### [Goal]
Format every line of the items below as a JSON array of strings, one string per line, omitting blank lines.

-.-.-

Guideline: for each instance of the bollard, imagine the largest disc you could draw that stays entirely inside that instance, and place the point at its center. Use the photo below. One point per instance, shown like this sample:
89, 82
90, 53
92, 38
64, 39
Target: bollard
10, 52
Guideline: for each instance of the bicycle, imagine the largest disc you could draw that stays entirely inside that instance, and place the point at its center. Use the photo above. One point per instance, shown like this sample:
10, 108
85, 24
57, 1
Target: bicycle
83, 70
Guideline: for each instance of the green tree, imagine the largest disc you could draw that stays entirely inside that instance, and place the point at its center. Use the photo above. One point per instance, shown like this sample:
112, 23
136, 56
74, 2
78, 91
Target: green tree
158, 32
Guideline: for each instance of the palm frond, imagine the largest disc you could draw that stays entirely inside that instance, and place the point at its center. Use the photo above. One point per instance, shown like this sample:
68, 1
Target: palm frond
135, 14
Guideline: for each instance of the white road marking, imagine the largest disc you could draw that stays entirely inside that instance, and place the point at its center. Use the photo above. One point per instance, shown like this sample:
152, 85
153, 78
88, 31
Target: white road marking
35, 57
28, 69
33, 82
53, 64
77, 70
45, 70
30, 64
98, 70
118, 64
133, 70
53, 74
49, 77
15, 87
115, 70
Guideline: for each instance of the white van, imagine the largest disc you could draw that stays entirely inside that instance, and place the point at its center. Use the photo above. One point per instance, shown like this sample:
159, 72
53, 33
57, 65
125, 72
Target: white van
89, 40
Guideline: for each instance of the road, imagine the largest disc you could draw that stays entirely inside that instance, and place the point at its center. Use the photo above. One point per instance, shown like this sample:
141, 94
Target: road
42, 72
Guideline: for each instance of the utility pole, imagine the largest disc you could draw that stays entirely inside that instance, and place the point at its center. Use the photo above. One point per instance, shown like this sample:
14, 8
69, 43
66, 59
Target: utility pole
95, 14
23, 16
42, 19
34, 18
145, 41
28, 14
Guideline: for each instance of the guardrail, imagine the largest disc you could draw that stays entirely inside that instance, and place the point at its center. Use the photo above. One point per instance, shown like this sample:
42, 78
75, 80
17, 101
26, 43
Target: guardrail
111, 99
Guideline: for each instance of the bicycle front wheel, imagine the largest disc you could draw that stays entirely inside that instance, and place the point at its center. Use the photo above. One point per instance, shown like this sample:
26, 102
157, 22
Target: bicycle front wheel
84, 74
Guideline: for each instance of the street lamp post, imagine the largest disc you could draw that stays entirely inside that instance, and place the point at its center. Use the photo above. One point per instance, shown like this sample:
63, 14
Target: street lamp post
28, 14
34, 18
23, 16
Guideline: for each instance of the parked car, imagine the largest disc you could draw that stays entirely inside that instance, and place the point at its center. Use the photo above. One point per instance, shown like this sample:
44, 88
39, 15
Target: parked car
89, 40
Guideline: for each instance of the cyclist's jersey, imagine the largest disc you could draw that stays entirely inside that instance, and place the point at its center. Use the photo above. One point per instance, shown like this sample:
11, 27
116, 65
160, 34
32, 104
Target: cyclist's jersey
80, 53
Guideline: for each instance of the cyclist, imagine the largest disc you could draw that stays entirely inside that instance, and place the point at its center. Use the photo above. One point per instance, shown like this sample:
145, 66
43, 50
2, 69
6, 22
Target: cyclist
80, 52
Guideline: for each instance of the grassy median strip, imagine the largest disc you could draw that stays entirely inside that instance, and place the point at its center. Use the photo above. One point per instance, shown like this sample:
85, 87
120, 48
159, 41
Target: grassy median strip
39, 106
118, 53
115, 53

-.-.-

### [Full output]
[
  "Guideline: for each instance of the bollard, imagine the largest disc you could draw that stays entirely inside that instance, and place the point at its center. Use the photo below. One point per instance, shown like this sample:",
  "89, 82",
  "90, 53",
  "92, 38",
  "64, 39",
  "Target: bollard",
  "10, 52",
  "Guideline: for each instance of the bicycle, imagine the largest disc you could draw that stays entirely inside that instance, and place the point at its center. Use the photo above. One point per instance, shown like this sample:",
  "10, 108",
  "85, 24",
  "57, 1",
  "Target: bicycle",
  "83, 70",
  "Guideline: for each instance of the green tree, imagine the largest disc you could draw that stays entirely inside that instance, and place the point at its center. Use the photo above. One point per instance, shown like this sample:",
  "112, 23",
  "136, 56",
  "74, 2",
  "78, 91",
  "Target: green tree",
  "158, 32",
  "Guideline: for each instance of the palm frond, imagine the largest disc you could draw that stays entirely inside that instance, and place the point at its center. Use the photo above. One point per instance, shown like this sample:",
  "68, 1",
  "Target: palm frond",
  "135, 14",
  "Guideline: for each instance of the white road marking, imagine the largest disc you could draw that stays entirely inside that instance, and place the point at its center. Use the photo above. One point per instance, shown like this sample:",
  "152, 85",
  "153, 78",
  "88, 31",
  "Target: white road marking",
  "35, 57",
  "28, 69",
  "33, 82",
  "53, 64",
  "77, 70",
  "45, 70",
  "30, 64",
  "98, 70",
  "118, 64",
  "133, 70",
  "53, 74",
  "49, 77",
  "15, 87",
  "115, 70",
  "Guideline: for each instance of the white van, imagine the largest disc you could draw that stays entirely inside that instance, and place the point at its center. Use the photo above. One point per instance, shown like this sample:",
  "159, 72",
  "53, 33",
  "57, 65",
  "125, 72",
  "Target: white van",
  "89, 40",
  "Guideline: for each instance of the road, imagine the largest disc you could draw that stays entirely inside that instance, and place the point at its center. Use the photo above. One point per instance, shown like this sample:",
  "141, 94",
  "Target: road",
  "42, 72",
  "Guideline: for each instance of the utility pole, imagine the largest disc you could draw that stays entirely inside that instance, and place the point at its center. Use the photo above. One point per instance, shown like this sample:",
  "14, 8",
  "69, 43",
  "66, 59",
  "Target: utility pole",
  "95, 14",
  "23, 16",
  "42, 19",
  "34, 18",
  "145, 41",
  "28, 14",
  "Guideline: for each instance of the guardrail, imagine the largest disc you could draw that stays entirely inside that instance, and place the point at its center. Use the photo above. One point per instance, shown like this sample:",
  "42, 78",
  "75, 80",
  "17, 101",
  "26, 43",
  "Target: guardrail",
  "111, 99",
  "Guideline: for each instance of the bicycle front wheel, imagine the largest disc you could draw that stays entirely inside that instance, and place the point at its center. Use the photo above. One point per instance, shown like this sample:",
  "26, 102",
  "157, 22",
  "Target: bicycle front wheel",
  "84, 74",
  "Guideline: for each instance of the street lamp post, imagine the largest disc you could draw that stays entirely inside that instance, and place the point at its center. Use the photo above. One point per instance, shown like this sample:",
  "63, 14",
  "Target: street lamp post",
  "28, 14",
  "34, 18",
  "23, 16",
  "Guideline: for each instance of the parked car, imagine the largest disc you could draw that stays entirely inside that instance, and place the point at its center. Use the photo above. One point per instance, shown like this sample:",
  "44, 88",
  "39, 15",
  "Target: parked car",
  "89, 40",
  "Guideline: for each instance of the cyclist's jersey, imagine the largest disc you could draw that stays entirely inside that instance, and place the point at its center. Use the photo above. One point per instance, shown like this sample:",
  "11, 27",
  "116, 65",
  "160, 34",
  "32, 104",
  "Target: cyclist's jersey",
  "80, 53",
  "Guideline: for each instance of the cyclist, imagine the largest disc you could draw that stays entirely inside that instance, and place the point at its center. Use the photo above. One point per instance, shown like this sample:",
  "145, 66",
  "43, 50",
  "2, 69",
  "6, 22",
  "Target: cyclist",
  "80, 52",
  "Guideline: for each instance of the grassy median strip, imagine the largest disc you could draw that stays entirely inside that instance, and place the point at its center. Use the photo above. One point per instance, shown like this sample:",
  "85, 87",
  "120, 48",
  "159, 41",
  "Target: grassy median strip",
  "39, 106",
  "118, 53",
  "115, 53"
]